[Begin RAW RECORDS]

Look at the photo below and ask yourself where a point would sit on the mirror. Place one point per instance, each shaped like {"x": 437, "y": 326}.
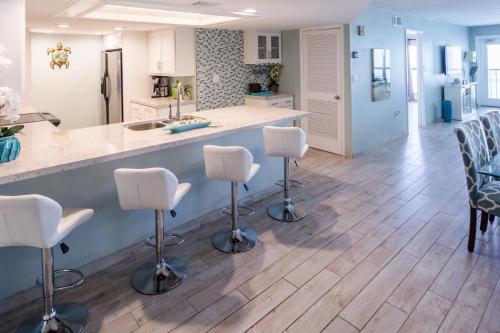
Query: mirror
{"x": 381, "y": 74}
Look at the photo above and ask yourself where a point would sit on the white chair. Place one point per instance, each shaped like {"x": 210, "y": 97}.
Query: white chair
{"x": 158, "y": 189}
{"x": 38, "y": 221}
{"x": 234, "y": 164}
{"x": 286, "y": 142}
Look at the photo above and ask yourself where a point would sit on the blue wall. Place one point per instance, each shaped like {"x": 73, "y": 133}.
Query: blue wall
{"x": 487, "y": 30}
{"x": 376, "y": 122}
{"x": 112, "y": 229}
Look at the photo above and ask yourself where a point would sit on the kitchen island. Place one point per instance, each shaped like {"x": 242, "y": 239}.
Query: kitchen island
{"x": 75, "y": 168}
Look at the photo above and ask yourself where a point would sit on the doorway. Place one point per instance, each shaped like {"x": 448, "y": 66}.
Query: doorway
{"x": 489, "y": 71}
{"x": 322, "y": 71}
{"x": 414, "y": 80}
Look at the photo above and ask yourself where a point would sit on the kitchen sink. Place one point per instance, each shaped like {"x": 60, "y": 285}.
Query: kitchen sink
{"x": 145, "y": 126}
{"x": 183, "y": 118}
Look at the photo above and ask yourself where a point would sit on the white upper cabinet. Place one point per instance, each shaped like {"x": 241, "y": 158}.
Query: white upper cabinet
{"x": 172, "y": 52}
{"x": 262, "y": 47}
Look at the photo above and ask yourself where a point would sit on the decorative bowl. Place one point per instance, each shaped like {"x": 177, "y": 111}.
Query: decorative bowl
{"x": 9, "y": 149}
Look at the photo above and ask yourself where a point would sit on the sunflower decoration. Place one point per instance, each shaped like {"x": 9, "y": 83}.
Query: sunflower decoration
{"x": 274, "y": 77}
{"x": 59, "y": 56}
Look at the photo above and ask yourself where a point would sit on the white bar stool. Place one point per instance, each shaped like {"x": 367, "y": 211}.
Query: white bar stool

[End RAW RECORDS]

Could you change "Place one point per instance" to "Mark one point for each instance" throughout all of the items above and write them out again with nothing else altered, leaving out the pictures?

ANSWER
Look at the photo below and ask yourself where a point would sit on the mirror. Mark one point for each instance, each shaped like {"x": 437, "y": 326}.
Query: mirror
{"x": 381, "y": 74}
Look at the photo above and ask yourself where a point would sit on the white chair. Mark one point for each instance, each shaped like {"x": 210, "y": 97}.
Query: white chair
{"x": 158, "y": 189}
{"x": 38, "y": 221}
{"x": 234, "y": 164}
{"x": 286, "y": 142}
Look at the photo above and ask yourself where a point would sit on the blue wall. Mark one point for each instance, each shaped like {"x": 73, "y": 133}.
Query: blue wall
{"x": 487, "y": 30}
{"x": 376, "y": 122}
{"x": 112, "y": 229}
Look at the photo above and ask yourself where a point would sit on the kitchen island. Mark one point for each instance, each shaped like {"x": 242, "y": 239}.
Query: kitchen island
{"x": 75, "y": 168}
Look at the photo above and ask yourself where a point would sit on the doorway. Mark one point for each instance, each shaped like {"x": 448, "y": 66}.
Query: doorway
{"x": 489, "y": 71}
{"x": 322, "y": 71}
{"x": 414, "y": 80}
Look at the photo above and ask yourself where a point would sit on the kitchen sink. Mark one point for each instance, each shaped like {"x": 60, "y": 285}.
Query: kitchen sink
{"x": 145, "y": 126}
{"x": 183, "y": 118}
Look at the photo above and ask yourself where a point would sit on the white upper cabinet. Mark one point for each instance, each shaped like {"x": 241, "y": 158}.
Query: white upper cabinet
{"x": 172, "y": 52}
{"x": 262, "y": 47}
Look at the photo above and ask yourself where a point would sit on the decorative bowl. Mark one point for each instance, each shaped like {"x": 177, "y": 111}.
Query: decorative bowl
{"x": 9, "y": 149}
Look at the photo above and ask yourself where a point would sit on the sunflower decoration. Mark one point for each instance, each shaped like {"x": 9, "y": 83}.
Query: sunflower decoration
{"x": 274, "y": 77}
{"x": 59, "y": 56}
Look at the photo above and ask yourself where a point would sit on the white bar stool. Mark one point for each instance, each shaped like {"x": 367, "y": 211}.
Query: white bar stool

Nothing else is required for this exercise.